Your instructions:
Answer these from the Criminal Investigation and Detection Group excerpt:
1. Who is listed as Chief of Staff?
2. In what year does the group's origin trace back to the Information Section?
3. On what date did the Philippines gain independence from the United States?

Text excerpt:
_ _ _

Jurisdictional structure
- Operations jurisdiction: Philippines

Operational structure
- Agency executives: PMGEN Robert Alexander A. Morico II, Director; PCOL Santiago D. Pascual III, Deputy Director for Administration; PCOL Ranie P. Hachuela, Deputy Director for Operations; PCOL Reynaldo L. Lizardo, Chief of Staff;
- Parent agency: Philippine National Police

Website
- cidg.pnp.gov.ph

= Criminal Investigation and Detection Group =

Investigation arm of the Philippine National Police

The Criminal Investigation and Detection Group (CIDG) is the primary investigation arm of the Philippine National Police (PNP).

==History==
The Criminal Investigation and Detection Group was established as the Criminal Information Service whose origin traces back as early as 1901 shortly after the establishment of the Philippine Constabulary when the Information Section was established as mandated by the Section 2, Article 255 of the Philippine Commission. In 1920 the Information Division was integrated with the United States Army Forces in the Far East and its detectives participated at the Battle of Bataan, many of which also were forced to participate at the Bataan Death March.

After World War II, the Military Police Command was activated in lieu of the Philippine Constabulary. A Criminal Investigation Branch of the G2 to investigate crimes and maintain peace and order. This division remain operational after the independence of the Philippines from the United States on July 4, 1946.

_ _ _

Extracted records:

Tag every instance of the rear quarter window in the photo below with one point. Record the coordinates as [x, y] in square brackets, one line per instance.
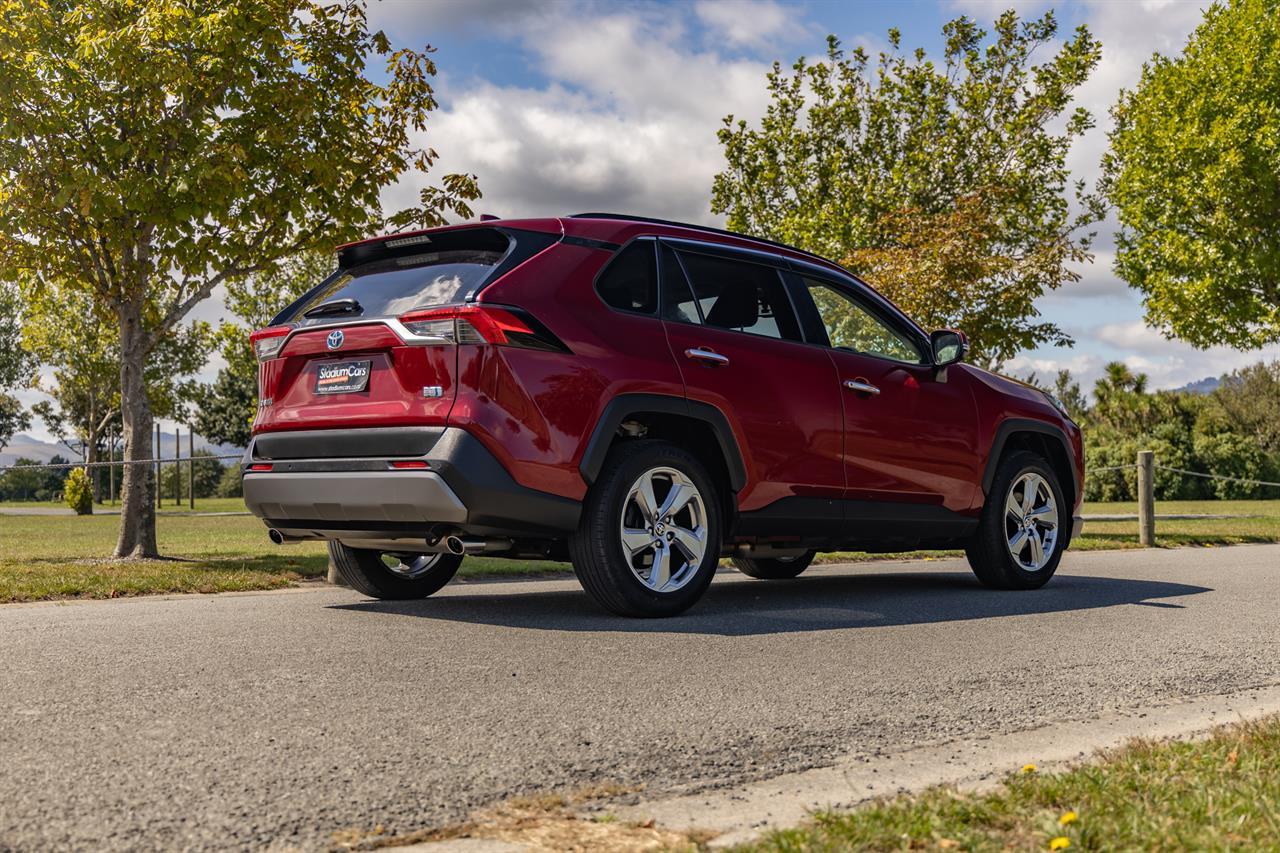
[630, 279]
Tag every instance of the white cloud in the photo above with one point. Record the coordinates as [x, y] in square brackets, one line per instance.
[1169, 364]
[750, 23]
[629, 126]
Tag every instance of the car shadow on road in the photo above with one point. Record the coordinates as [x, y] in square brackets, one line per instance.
[737, 606]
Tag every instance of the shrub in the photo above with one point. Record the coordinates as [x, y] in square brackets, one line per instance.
[231, 486]
[78, 491]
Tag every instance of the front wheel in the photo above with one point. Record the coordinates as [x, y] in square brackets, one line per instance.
[649, 537]
[382, 574]
[1020, 537]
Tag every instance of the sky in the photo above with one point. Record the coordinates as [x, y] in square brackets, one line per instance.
[574, 105]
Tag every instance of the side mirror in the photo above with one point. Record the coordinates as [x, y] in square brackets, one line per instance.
[949, 346]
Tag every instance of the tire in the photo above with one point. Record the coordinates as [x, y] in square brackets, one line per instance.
[368, 573]
[991, 551]
[775, 568]
[620, 578]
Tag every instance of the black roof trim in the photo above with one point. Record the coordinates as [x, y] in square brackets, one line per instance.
[703, 228]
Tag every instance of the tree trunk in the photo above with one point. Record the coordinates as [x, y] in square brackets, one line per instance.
[137, 492]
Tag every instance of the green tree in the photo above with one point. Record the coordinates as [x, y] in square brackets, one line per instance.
[209, 475]
[225, 406]
[16, 363]
[13, 419]
[944, 183]
[1248, 404]
[154, 150]
[1194, 174]
[67, 333]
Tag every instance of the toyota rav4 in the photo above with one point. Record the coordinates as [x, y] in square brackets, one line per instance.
[641, 398]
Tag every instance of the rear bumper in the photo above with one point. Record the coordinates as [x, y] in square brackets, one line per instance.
[339, 484]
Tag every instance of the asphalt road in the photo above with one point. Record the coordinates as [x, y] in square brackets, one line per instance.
[277, 719]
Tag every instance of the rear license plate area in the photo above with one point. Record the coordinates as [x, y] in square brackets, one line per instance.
[342, 377]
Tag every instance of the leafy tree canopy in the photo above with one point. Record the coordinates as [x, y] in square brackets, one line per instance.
[225, 406]
[1194, 174]
[156, 149]
[944, 183]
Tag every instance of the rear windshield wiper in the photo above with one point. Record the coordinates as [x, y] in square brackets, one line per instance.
[334, 306]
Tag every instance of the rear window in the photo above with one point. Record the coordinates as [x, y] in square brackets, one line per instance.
[432, 270]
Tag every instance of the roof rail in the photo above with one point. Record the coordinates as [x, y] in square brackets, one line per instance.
[705, 228]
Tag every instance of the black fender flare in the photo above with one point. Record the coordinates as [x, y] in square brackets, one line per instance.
[626, 405]
[1013, 425]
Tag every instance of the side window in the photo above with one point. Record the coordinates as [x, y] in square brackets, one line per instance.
[740, 296]
[677, 300]
[630, 282]
[851, 327]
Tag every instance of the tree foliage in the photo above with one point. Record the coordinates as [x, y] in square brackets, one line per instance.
[1230, 432]
[1194, 174]
[945, 185]
[13, 419]
[16, 363]
[78, 492]
[67, 332]
[154, 150]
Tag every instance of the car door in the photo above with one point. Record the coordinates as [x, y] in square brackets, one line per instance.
[735, 334]
[909, 433]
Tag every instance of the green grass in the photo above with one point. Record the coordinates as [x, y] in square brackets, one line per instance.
[1212, 794]
[202, 505]
[63, 556]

_ _ _

Worked solution:
1. PCOL Reynaldo L. Lizardo
2. 1901
3. July 4, 1946